- SHORT EXERCISE:
Reproduce the material below word for word, line by line, without changing anything.

§ §

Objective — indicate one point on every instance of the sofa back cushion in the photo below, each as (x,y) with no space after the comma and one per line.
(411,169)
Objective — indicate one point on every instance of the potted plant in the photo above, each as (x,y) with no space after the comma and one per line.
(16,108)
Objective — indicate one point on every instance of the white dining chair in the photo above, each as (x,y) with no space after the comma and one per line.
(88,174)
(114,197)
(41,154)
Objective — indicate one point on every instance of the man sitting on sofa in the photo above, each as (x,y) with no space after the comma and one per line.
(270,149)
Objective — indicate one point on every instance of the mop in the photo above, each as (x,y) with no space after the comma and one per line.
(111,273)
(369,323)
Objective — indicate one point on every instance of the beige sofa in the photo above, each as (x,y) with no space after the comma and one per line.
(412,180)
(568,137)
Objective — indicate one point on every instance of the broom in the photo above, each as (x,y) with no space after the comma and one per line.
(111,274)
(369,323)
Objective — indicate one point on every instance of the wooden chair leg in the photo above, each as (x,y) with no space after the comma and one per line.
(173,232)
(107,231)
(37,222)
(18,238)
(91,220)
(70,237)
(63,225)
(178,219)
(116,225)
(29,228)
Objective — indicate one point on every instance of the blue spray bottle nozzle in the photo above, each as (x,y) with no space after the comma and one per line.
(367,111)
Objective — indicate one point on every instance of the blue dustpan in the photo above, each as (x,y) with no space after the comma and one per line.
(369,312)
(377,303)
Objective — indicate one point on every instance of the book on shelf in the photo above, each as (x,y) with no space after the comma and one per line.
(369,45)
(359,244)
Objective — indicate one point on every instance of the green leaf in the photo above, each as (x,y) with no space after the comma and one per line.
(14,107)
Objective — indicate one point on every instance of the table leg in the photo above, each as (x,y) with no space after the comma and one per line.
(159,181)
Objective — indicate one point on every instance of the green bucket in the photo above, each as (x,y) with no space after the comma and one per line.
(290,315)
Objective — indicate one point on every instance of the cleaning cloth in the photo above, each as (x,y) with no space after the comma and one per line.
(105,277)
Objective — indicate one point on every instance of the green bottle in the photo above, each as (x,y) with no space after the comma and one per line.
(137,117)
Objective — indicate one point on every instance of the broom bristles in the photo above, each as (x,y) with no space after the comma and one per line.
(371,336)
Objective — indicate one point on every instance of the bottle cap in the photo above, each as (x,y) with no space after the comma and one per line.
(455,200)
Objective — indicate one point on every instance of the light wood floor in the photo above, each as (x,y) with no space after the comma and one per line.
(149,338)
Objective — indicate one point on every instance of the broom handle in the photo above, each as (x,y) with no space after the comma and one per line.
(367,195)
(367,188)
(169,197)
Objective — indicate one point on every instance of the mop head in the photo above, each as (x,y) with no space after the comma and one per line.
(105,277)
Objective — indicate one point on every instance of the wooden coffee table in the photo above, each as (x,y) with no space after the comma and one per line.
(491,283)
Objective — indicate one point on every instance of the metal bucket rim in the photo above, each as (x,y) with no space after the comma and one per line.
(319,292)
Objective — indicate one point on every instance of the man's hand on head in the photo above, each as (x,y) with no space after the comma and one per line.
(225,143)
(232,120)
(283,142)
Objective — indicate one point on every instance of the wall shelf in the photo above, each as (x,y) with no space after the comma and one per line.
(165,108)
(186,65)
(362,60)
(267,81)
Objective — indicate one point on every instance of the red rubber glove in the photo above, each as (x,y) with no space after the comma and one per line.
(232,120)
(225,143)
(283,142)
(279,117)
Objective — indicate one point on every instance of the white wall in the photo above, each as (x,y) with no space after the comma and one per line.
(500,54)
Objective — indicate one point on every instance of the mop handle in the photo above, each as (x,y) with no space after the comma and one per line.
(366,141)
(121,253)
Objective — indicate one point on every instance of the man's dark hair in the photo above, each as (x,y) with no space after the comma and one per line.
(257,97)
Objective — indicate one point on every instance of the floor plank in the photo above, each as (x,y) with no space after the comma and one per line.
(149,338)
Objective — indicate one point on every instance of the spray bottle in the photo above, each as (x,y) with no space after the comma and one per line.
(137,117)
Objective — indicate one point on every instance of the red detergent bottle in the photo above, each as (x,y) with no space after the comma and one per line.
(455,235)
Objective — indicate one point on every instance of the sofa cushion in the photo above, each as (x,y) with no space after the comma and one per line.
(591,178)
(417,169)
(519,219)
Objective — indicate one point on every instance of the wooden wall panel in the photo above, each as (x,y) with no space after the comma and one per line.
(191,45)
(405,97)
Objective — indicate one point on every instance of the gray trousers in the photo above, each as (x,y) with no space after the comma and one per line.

§ §

- TASK OUTPUT:
Objective — indicate one point on every instance of the sofa back cushion in the photo below, each as (x,y) with no space after the comma and one per line.
(411,169)
Objective — indicate one point on every instance of the potted plant in the photo above, each as (x,y) with no space after the comma and one per line.
(16,108)
Objective — indicate one point on every instance of the white dining chair in the photo above, each as (x,y) with no space after the comma and one per line.
(88,174)
(114,197)
(41,154)
Objective — indicate one point on every instance of the man sitting on sofa in the photo above, each as (x,y) with no space after the comma and one per line.
(270,149)
Objective — indicate one point on every instance of the mop in the photo above, each as (x,y) with no space after the comma and one per line.
(111,273)
(369,323)
Objective — indicate one point on every instance of the beige sofa in the photo above, each as (x,y) with no space after the comma and one per line.
(412,180)
(568,137)
Objective — indicate one point on every instance of the broom in the photo above, each as (x,y) with no space after the comma and one per line.
(111,274)
(369,323)
Objective — indicate one point on every instance of the wooden chair leg in the photo above, each as (x,y) with no space after the comma and one per line.
(173,232)
(107,231)
(37,222)
(18,238)
(91,220)
(70,237)
(63,225)
(178,219)
(116,225)
(29,228)
Objective — indicate one point on every instance of the blue spray bottle nozzle in the photo above, each as (x,y) with no space after the comma and one per line.
(367,111)
Objective — indicate one point on every instance of the blue dustpan in the photo above, each as (x,y) with no space after the comma and one per line.
(369,312)
(377,303)
Objective — indicate one point on every instance of the book on shelf in the photo above, each as (x,y) with no space after the comma and one per line.
(369,45)
(359,244)
Objective — indicate one point on every instance of the green leaf in the photo above, each as (x,y) with no space after the comma and one per line.
(14,107)
Objective — indicate one point on every instance of the table leg in the photo above, each as (x,y) with no space after the comma and one per line.
(159,181)
Objective — indicate one point on every instance of the green bucket in the photo above, each as (x,y) with no space after the comma and one per line.
(290,315)
Objective — indicate one point on every instance of the cleaning cloth in the photo above, each as (x,y) with no space after the comma and one per line.
(105,277)
Objective — indicate one point on every instance of the green bottle in the photo above, each as (x,y) with no space after the comma and one per line.
(137,117)
Objective — indicate one point on every instance of the broom bristles in the photo above, each as (x,y) with no space after the comma and one per line.
(371,336)
Objective — indicate one point on every instance of the bottle cap in the photo above, each as (x,y) with no space after the comma and one per line.
(455,200)
Objective — indicate one point on every instance of the light wood floor in the photo above, each as (x,y) with no space after the comma and one per line.
(149,338)
Objective — indicate one point on every instance of the broom handle in the photo above, each as (x,y) with no space after the comma and one per line.
(367,195)
(367,188)
(169,197)
Objective — indicate one point on every instance of the mop head in the photo above, each as (x,y) with no space after the comma and one per line.
(105,277)
Objective — indicate one point on every instance of the wooden coffee table in the photo above, each as (x,y) with no space after the comma and one per line.
(491,283)
Objective — indicate one point on every instance of the metal bucket rim in the photo above, each as (x,y) with no space after the comma and one per line.
(319,292)
Objective — indicate one point on every instance of the man's hand on head in the photo above, each as (x,y) with no space after the comma and one per line.
(225,143)
(232,120)
(283,142)
Objective — indicate one point on every instance of the wall shelf in the photo above, each as (x,y) with no space after the comma and one per line.
(165,108)
(186,65)
(362,60)
(267,81)
Objective — indicate one point on every instance of the red rubber glove in the photo above, each as (x,y) with no space after the comma and one per line.
(232,120)
(225,143)
(283,142)
(279,117)
Objective — indicate one point on every instance of the white wall in the photo above, each as (x,y) with no space after the comma and one per line.
(500,54)
Objective — indicate one point on every instance of the mop handle in the photo above, each as (x,y) with no space after the comma and one per line.
(366,141)
(121,253)
Objective — indicate one point on every instance of the man's dark hair in the photo above, each as (x,y) with no space after the comma and one per line.
(257,97)
Objective — indicate one point on every instance of the floor plank in the photo above, each as (x,y) with no space after the comma and one per line.
(149,338)
Objective — indicate one point on every instance of the spray bottle in the photo above, each as (x,y) with no space after the comma and one per line.
(137,117)
Objective — indicate one point on every instance of the red detergent bottle in the photo above, each as (x,y) with no space after the comma and one per line.
(455,235)
Objective — indicate one point on every instance of the sofa cushion in the photo above, each as (x,y) with no space after the comma and one per line.
(591,178)
(417,169)
(519,219)
Objective — indicate one point on every instance of the wooden wall panel in the photo above, each as (x,y) with no space after the comma and one per line.
(191,45)
(405,97)
Objective — indicate one point on every instance of the gray trousers in the photo above, each as (x,y) with no space after the comma and one per line.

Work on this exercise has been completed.